Stated exercise ->
Return the listing below word for word.

Supplied records ->
:::

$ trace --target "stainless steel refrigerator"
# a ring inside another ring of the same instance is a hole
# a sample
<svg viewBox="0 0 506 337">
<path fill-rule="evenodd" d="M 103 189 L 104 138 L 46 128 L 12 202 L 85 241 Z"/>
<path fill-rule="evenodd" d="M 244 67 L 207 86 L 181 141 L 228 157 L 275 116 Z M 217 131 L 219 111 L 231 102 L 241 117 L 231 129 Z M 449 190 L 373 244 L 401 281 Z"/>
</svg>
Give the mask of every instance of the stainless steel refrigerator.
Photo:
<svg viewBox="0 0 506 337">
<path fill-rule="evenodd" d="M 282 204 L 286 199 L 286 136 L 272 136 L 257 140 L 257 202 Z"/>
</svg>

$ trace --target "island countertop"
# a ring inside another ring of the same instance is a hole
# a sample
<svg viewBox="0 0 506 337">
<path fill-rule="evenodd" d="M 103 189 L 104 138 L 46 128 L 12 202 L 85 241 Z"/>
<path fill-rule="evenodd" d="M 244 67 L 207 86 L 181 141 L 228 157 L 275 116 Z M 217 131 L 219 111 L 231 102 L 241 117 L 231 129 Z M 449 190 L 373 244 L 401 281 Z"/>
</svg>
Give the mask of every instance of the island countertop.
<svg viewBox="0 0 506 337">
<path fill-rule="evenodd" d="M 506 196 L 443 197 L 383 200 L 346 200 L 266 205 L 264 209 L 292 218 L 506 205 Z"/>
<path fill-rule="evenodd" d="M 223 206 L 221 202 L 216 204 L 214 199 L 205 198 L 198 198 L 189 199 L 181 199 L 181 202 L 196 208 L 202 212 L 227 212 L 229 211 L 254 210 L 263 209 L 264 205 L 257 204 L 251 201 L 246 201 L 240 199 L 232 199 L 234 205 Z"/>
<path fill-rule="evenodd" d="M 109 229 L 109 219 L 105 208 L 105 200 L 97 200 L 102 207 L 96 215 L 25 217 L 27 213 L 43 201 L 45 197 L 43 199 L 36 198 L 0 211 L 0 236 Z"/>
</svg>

:::

Answer to the task ->
$ trace --target "stainless steel refrigerator"
# a ring inside another ring of the same instance is a hole
# a sample
<svg viewBox="0 0 506 337">
<path fill-rule="evenodd" d="M 103 189 L 104 138 L 46 128 L 12 202 L 85 241 Z"/>
<path fill-rule="evenodd" d="M 244 67 L 207 86 L 181 141 L 228 157 L 275 116 Z M 217 131 L 219 111 L 231 102 L 241 117 L 231 129 Z M 449 190 L 373 244 L 401 281 Z"/>
</svg>
Give the mask of every instance of the stainless steel refrigerator.
Photo:
<svg viewBox="0 0 506 337">
<path fill-rule="evenodd" d="M 282 204 L 286 199 L 286 136 L 272 136 L 257 140 L 257 202 Z"/>
</svg>

$ trace --target "island countertop"
# a ring inside another ring of the same instance is a hole
# a sample
<svg viewBox="0 0 506 337">
<path fill-rule="evenodd" d="M 103 189 L 104 138 L 46 128 L 12 202 L 85 241 Z"/>
<path fill-rule="evenodd" d="M 244 67 L 207 86 L 181 141 L 228 157 L 275 116 Z M 217 131 L 219 111 L 231 102 L 241 117 L 231 129 Z M 449 190 L 373 244 L 401 281 Z"/>
</svg>
Give the mask of every instance of the island countertop.
<svg viewBox="0 0 506 337">
<path fill-rule="evenodd" d="M 506 196 L 443 197 L 383 200 L 346 200 L 266 205 L 264 209 L 292 218 L 506 205 Z"/>
<path fill-rule="evenodd" d="M 223 206 L 221 202 L 216 204 L 214 199 L 205 198 L 198 198 L 189 199 L 181 199 L 181 202 L 196 208 L 202 212 L 227 212 L 229 211 L 254 210 L 263 209 L 264 205 L 257 204 L 251 201 L 246 201 L 240 199 L 232 199 L 234 205 Z"/>
<path fill-rule="evenodd" d="M 109 229 L 109 219 L 105 208 L 105 200 L 97 200 L 102 207 L 96 215 L 25 217 L 27 213 L 43 201 L 45 197 L 43 199 L 36 198 L 0 211 L 0 236 Z"/>
</svg>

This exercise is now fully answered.